START Input data

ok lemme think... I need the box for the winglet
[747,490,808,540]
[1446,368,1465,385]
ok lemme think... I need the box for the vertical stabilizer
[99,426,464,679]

END Input data

Assigned task:
Your answer should contain every entry, transcribed exactly.

Expected answer:
ok lemme think... I need the box for the winglet
[747,490,808,540]
[1446,368,1465,385]
ok lemme think... I need the box for the vertical stabilizer
[99,426,464,679]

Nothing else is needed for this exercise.